#### TEXT:
Content starts

Two of My Students Killed Themselves – What Were They Thinking?
Last week, one of my students committed suicide. A few months ago, another of my students killed himself. I was talking about this with a friend, trying to deal with it, and she told me about a student of hers who killed himself a month or so ago, and had texted her immediately before he died.
These three students were in many ways quite similar: all were unusually bright, highly motivated, upper middle class, talented, male, and (at least in the case of both of my students) a bit uneasy, a bit more eager to prove themselves than the other students around them. Or I could be simply projecting that anxiety onto them now, as a consequence of their action. The first friend I ever had who killed himself was a kid named Ben who was in I.B. Physics with me at Western Canada High School in Calgary, Alberta. We competed with one another in physics, the class that really counted for the I.B. kids. Before that, my earlier experiences with suicide were when my stepbrother Paul leapt off a building in Calgary, when I was seven, and when my stepsister Lisa tried the same thing, a year or so later. Paul died; Lisa lived, with a ruptured spleen.

Content ends

#### LIST OF TASKS:
1. Please list every person the essay on student suicides mentions by first name.
2. Continue the essay on student suicides from its final sentence above.

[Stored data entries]
Content starts

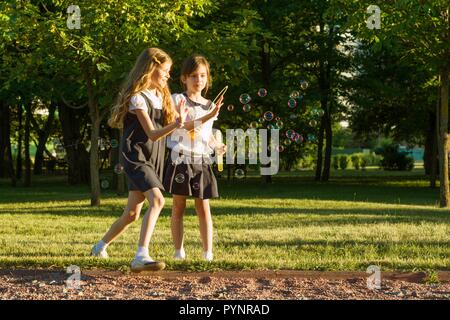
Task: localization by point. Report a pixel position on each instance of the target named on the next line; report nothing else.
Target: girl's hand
(183, 112)
(221, 149)
(216, 109)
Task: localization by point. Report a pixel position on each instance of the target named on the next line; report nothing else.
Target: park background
(364, 182)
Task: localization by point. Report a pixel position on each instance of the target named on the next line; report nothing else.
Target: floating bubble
(104, 184)
(59, 148)
(247, 108)
(114, 143)
(294, 95)
(268, 115)
(296, 137)
(245, 98)
(262, 92)
(304, 85)
(254, 125)
(118, 169)
(300, 139)
(239, 173)
(179, 178)
(289, 133)
(292, 103)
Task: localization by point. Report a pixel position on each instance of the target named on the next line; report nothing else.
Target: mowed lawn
(357, 219)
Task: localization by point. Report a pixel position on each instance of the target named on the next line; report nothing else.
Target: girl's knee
(158, 202)
(131, 216)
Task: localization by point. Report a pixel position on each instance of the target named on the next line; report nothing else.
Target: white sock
(207, 255)
(102, 245)
(142, 252)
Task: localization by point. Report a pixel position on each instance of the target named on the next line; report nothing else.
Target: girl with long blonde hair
(145, 112)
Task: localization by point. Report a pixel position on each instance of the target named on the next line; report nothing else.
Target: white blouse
(138, 102)
(180, 140)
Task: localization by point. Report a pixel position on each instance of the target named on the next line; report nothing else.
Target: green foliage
(356, 161)
(343, 161)
(335, 162)
(393, 159)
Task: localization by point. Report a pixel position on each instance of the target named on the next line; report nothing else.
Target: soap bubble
(118, 169)
(289, 133)
(268, 115)
(239, 173)
(104, 184)
(262, 92)
(304, 85)
(292, 103)
(313, 123)
(179, 178)
(245, 98)
(247, 108)
(114, 143)
(294, 95)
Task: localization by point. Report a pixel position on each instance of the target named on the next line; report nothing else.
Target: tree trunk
(328, 145)
(265, 74)
(6, 160)
(77, 156)
(320, 150)
(19, 144)
(95, 134)
(28, 116)
(443, 137)
(43, 137)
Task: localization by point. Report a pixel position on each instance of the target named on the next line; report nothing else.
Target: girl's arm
(156, 134)
(220, 147)
(190, 125)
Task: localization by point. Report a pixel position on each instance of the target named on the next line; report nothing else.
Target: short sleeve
(212, 106)
(176, 98)
(137, 102)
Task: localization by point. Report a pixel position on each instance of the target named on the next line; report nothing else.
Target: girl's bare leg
(176, 222)
(206, 227)
(130, 214)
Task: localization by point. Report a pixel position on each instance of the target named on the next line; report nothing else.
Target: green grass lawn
(356, 220)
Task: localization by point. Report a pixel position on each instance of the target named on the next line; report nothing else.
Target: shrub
(343, 161)
(336, 162)
(356, 160)
(395, 160)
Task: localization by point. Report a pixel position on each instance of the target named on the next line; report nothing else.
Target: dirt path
(99, 284)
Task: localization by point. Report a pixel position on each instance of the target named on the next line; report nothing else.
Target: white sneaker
(97, 252)
(208, 256)
(146, 264)
(179, 255)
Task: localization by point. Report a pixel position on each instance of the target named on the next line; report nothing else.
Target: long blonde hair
(190, 65)
(140, 78)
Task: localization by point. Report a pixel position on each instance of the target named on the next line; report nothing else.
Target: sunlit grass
(347, 224)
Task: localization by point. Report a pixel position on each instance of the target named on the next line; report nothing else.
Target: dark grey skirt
(190, 179)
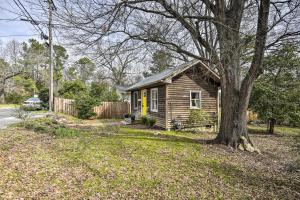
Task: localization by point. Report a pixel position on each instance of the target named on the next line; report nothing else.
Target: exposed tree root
(243, 144)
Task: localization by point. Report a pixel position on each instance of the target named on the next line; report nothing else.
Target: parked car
(33, 103)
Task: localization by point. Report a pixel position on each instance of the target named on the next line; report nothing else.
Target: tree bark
(236, 91)
(271, 125)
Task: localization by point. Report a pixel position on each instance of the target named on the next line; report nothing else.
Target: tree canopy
(276, 94)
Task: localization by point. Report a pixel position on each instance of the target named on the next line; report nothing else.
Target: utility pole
(51, 57)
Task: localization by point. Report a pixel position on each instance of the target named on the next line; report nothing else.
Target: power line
(18, 35)
(29, 17)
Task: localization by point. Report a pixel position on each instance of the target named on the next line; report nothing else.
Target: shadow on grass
(159, 137)
(255, 180)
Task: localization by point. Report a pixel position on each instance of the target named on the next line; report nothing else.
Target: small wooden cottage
(170, 95)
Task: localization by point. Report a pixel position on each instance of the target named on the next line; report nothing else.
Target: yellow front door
(144, 102)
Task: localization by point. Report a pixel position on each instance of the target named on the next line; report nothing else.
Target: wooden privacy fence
(106, 110)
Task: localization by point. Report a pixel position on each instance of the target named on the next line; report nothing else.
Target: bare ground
(144, 164)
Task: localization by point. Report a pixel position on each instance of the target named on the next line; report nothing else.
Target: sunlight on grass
(62, 162)
(288, 131)
(9, 106)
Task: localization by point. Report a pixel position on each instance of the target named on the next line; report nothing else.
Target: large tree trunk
(233, 127)
(2, 92)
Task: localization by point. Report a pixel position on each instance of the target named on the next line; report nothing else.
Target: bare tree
(220, 32)
(9, 64)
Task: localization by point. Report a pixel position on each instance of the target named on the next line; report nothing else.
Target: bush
(44, 97)
(104, 92)
(84, 104)
(152, 122)
(22, 114)
(145, 120)
(132, 118)
(198, 118)
(71, 89)
(148, 121)
(14, 98)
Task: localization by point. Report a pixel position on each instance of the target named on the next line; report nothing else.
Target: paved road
(7, 117)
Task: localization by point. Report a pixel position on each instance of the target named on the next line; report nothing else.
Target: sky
(10, 30)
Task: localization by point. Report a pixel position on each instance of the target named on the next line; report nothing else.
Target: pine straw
(144, 164)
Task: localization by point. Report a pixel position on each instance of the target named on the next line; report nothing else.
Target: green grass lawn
(282, 130)
(47, 161)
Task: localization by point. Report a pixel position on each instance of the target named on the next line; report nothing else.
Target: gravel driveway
(7, 117)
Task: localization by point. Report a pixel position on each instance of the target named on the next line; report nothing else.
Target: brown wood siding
(179, 96)
(160, 115)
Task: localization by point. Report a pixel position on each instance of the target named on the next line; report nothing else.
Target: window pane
(195, 95)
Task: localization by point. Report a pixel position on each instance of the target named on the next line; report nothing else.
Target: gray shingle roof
(168, 73)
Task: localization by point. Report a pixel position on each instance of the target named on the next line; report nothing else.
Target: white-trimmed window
(154, 100)
(195, 99)
(135, 99)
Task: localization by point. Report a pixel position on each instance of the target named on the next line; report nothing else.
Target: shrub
(152, 122)
(22, 114)
(132, 118)
(104, 92)
(84, 104)
(14, 97)
(44, 97)
(71, 89)
(198, 117)
(145, 120)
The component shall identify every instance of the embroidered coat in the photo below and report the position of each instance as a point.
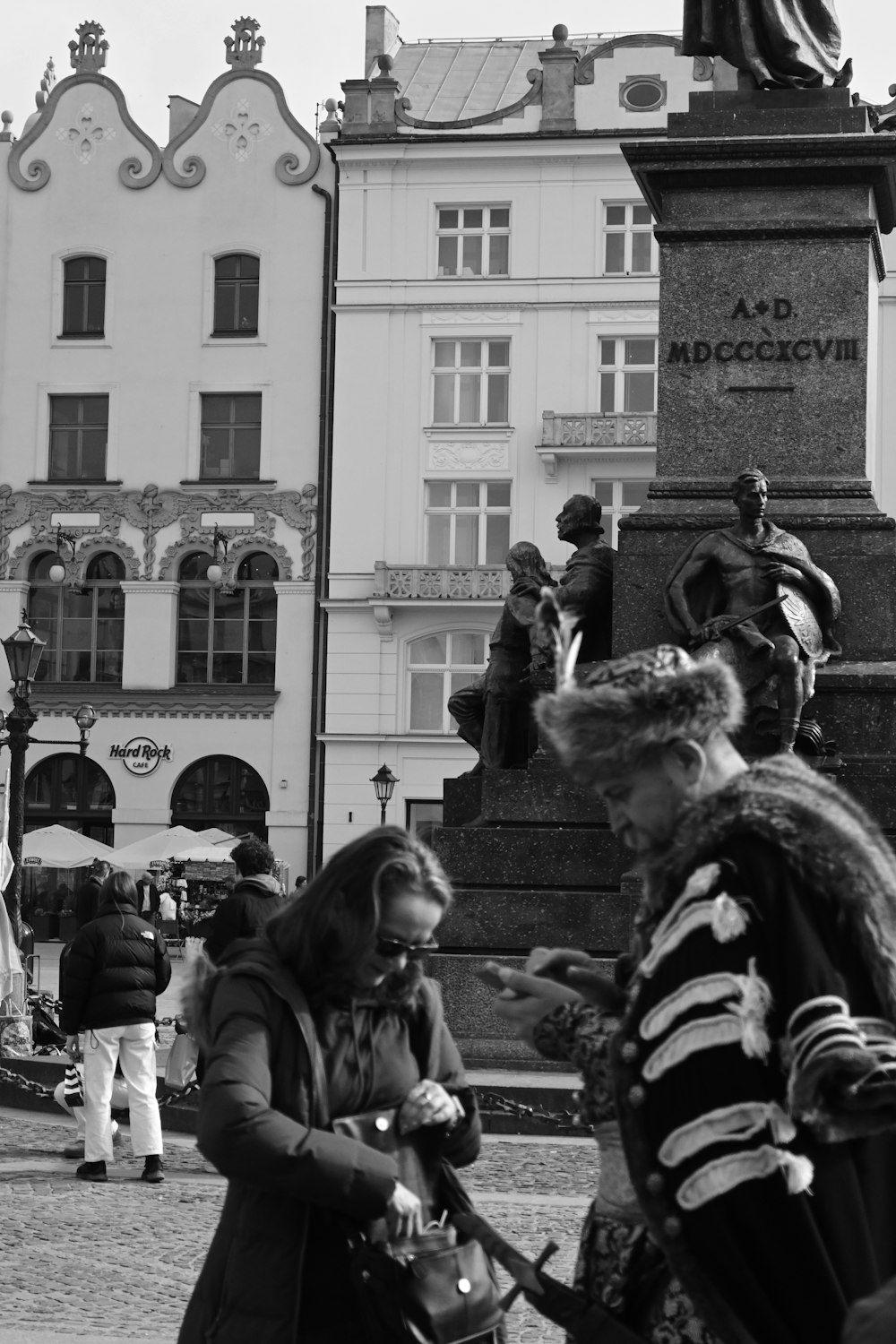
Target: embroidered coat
(755, 1067)
(756, 1059)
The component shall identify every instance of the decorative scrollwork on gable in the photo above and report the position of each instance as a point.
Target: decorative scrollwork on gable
(287, 168)
(37, 172)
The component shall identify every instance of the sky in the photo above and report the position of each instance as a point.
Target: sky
(163, 47)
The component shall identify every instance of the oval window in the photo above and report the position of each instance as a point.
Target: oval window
(642, 94)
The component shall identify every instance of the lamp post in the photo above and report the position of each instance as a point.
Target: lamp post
(23, 650)
(383, 787)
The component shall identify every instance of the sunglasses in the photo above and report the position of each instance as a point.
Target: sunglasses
(392, 948)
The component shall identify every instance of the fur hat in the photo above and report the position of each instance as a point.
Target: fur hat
(630, 709)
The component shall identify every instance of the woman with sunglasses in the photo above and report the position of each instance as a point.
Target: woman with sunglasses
(339, 965)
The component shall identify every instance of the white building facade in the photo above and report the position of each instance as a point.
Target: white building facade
(495, 319)
(161, 314)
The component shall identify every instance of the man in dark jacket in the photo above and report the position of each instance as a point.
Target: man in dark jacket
(88, 894)
(255, 897)
(113, 970)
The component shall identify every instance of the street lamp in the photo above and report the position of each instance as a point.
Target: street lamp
(383, 787)
(23, 650)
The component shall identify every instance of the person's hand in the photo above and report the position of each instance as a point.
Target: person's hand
(403, 1212)
(527, 999)
(578, 970)
(426, 1104)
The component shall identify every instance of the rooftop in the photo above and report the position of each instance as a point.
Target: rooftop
(446, 80)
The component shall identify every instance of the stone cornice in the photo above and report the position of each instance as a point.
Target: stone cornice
(177, 702)
(150, 511)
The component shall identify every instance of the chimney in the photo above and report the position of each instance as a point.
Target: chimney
(381, 38)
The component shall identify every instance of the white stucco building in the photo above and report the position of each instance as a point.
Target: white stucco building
(161, 330)
(497, 301)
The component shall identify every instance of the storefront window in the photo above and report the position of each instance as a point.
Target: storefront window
(220, 792)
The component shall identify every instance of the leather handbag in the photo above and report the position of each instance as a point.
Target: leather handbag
(429, 1289)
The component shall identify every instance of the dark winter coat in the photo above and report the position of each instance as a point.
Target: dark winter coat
(245, 913)
(754, 1061)
(260, 1123)
(115, 968)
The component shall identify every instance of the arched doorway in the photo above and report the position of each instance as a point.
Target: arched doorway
(70, 790)
(220, 792)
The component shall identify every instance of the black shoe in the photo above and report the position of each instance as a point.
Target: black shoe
(152, 1171)
(91, 1171)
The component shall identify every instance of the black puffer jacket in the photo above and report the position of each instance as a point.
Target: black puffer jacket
(245, 913)
(115, 968)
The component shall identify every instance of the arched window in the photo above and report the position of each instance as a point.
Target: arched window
(83, 628)
(438, 666)
(70, 790)
(228, 636)
(83, 297)
(236, 295)
(220, 792)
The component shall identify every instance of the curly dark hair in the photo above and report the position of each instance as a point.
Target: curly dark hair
(253, 857)
(325, 929)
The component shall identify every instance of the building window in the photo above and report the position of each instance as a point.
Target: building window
(83, 297)
(441, 664)
(70, 790)
(83, 626)
(473, 241)
(228, 637)
(220, 792)
(629, 246)
(627, 371)
(468, 521)
(616, 499)
(237, 295)
(642, 93)
(424, 817)
(470, 381)
(231, 435)
(78, 438)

Content ends

#### ANSWERS GIVEN:
1. Ben, Paul, Lisa

2.
As readers of my column know, I tried to kill myself a little over a year ago. People asked me, “How could you? With a wife and three daughters? Don’t you know how much they need you? Think of how much harm you would be doing to them. How could you be so selfish?” Of course it’s the right question, and it is fair to ask these young men how they failed to see how much promise they had, how loved they were, how much pain they would leave behind for the people who love them. It is part of the hellish, circular logic of the suicide (at least, in my own experience): that you know these things as you go through the short ritual that precedes your failed or successful attempt, and that knowledge is further confirmation that you are not the sort of person who ought to be alive. You’re not thinking, “I’ll show them,” but rather, “They’ll be better off without me”–and the fact of the harm this will cause them is only further proof of the fact that you are the kind of person they should not be exposed to. You know something about yourself that they must not know: here’s the way to keep it forever hidden, or to finally expose it. Selfishness is part of it–and, usually, unbearable suffering, suffering that is profoundly wrapped up with selfhood. For Kierkegaard, there was a deep split in the very center of the self that was experienced as anxiety, and the deeper we fell into the black chasm of the self, the more that anxiety threatened to overwhelm us (and our only hope of being made whole, he thought, was through faith).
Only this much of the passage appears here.